# Selected passage
## begin
Anchored by Jake Gyllenhaal’s blazing performance as the creepy, amoral Lou Bloom, Nightcrawler plays like a fractured fairytale take on the American dream. Bloom is reprehensible, driven and ambitious and unwilling to be stopped by anything, including morality. Writer and first-time director Dan Gilroy gives us a series of profoundly uncomfortable scenes, and chooses to almost completely bypass gore in favor of evoking moral disgust. But Gyllenhaal is the standout, giving one of two top-notch performances this year, the other being in Denis Villenueve’s eerie, existential Enemy. But it’s Jake G’s bug-eyed performance in Nightcrawler that earns him a spot in the Cinematic Weirdo Hall of Fame.
It’s too easy to call The Babadook a horror movie. It’s more like a 21st century update of The Yellow Wallpaper, using a children’s book to examine the increasingly-fraught relationship between a disturbed little boy and his exhausted, grief-stricken mother. There’s a lot to chew on about how we treat—or don’t—mothers of difficult children, particularly when she doesn’t conform to Minivan dreams of idealized motherhood. Writer/director Jennifer Kent announces herself as a major, major talent with this debut. Also this movie has the single most spine-crawling sound cue of the year.
A visual masterpiece and narrative tightrope act, Birdman balances the highbrow and low as Alejandro Gonzalez Inarritu takes pop culture to task for draining the art and passion from cinema and replacing it with commercialism. Ego, vanity, depression, ambition, art, commerce, theater, life, and desperation all come together in Michael Keaton’s Riggan, a washed-up actor best known for a superhero role he’s desperate to put behind him. Technically flawless, Inarritu’s dizzying camerawork never overwhelms the actors or the story being told. Birdman lingers as it asks us to ask more from the art we consume.
Writer/director John Michael McDonagh and Brendan Gleeson follow up The Guard with this examination of the long-term fallout of the sex abuse scandal within the Catholic Church. Gleeson gives a helluva performance as Father James, an affable priest whose friendly overtures are often met with suspicion and disgust in the wake of the scandal. When a parishioner threatens to kill him because of previous abuse by a different priest, Father James sets about straightening out some issues within his parish. Notions of forgiveness and evil are weighed against a picturesque Irish backdrop for a thinker’s film with no easy answers.
Faced with an avalanche, a father abandons his family and then must spend the rest of the worst vacation ever dealing with the fallout. At times darkly comic, Force Majeure questions traditional gender roles, monogamy, and most of all a slowly-crumbling patriarchy that leaves men adrift from their own families. An outstanding effort from Swedish writer/director Ruben Östlund, this movie also has the year’s best sound design. Almost completely forgoing a score, Östlund instead draws on the increasingly unsettling sound of mechanical hums to highlight tension in a scene. Want to understand why sound engineers win Oscars? Watch this movie.
## end
# Source data
## begin
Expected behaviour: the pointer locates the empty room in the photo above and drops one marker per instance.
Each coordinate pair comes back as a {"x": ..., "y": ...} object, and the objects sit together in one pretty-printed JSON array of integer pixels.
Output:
## end
# Required actions
• a. In one to three sentences, explain why the film reviews say calling The Babadook a horror movie is too easy.
• b. Carry on the film reviews from the point where they stop.
The listing comes from a separate source unrelated to the film reviews.

# Answer list
• a. The review says The Babadook is more like a 21st-century update of The Yellow Wallpaper. It uses a children's book to examine the increasingly fraught relationship between a disturbed little boy and his exhausted, grief-stricken mother.

• b.
Simply put, one of the most stylish movies of the year. Filmmaking duo Adam Wingard and Simon Barrett mine genre tropes and twist them in unexpected ways for a psychological thriller that climaxes with a balls-out brilliant take on the horror flick cliché of the doomed high school dance. Starring Dan Stevens in a game-changing performance and featuring one of the best soundtracks of the year, The Guest is unrepentant, blood-soaked fun.
The LEGO Movie
For sheer enjoyment and happiness experienced while watching, The LEGO Movie makes the list. With an inventive, surprising script that mines pop culture for top-notch comedy, The LEGO Movie takes an unexpected, third-act turn that reveals real, refreshingly un-sappy emotion at the heart of what could easily have been a ninety minute commercial. That the gorgeous animation and stellar vocal performances take a back seat to the plot and the witty dialogue speaks to the strength of this script.
Only Lovers Left Alive
Jim Jarmusch’s dreamy, erudite romance about two vampire lovers takes a lackadaisical approach to storytelling that feels less like watching a movie and more like spying on actual lives being led. Tom Hiddleston and Tilda Swinton seamlessly inhabit centuries-old lovers Adam and Eve, and while everyone anticipates 50 Shades of Grey’s whips and chains as some kind of cinematic erotic renaissance, for my money simple shots of Adam and Eve twined together in various states of repose make for some of the most erotic arthouse cinema we’ve seen in years.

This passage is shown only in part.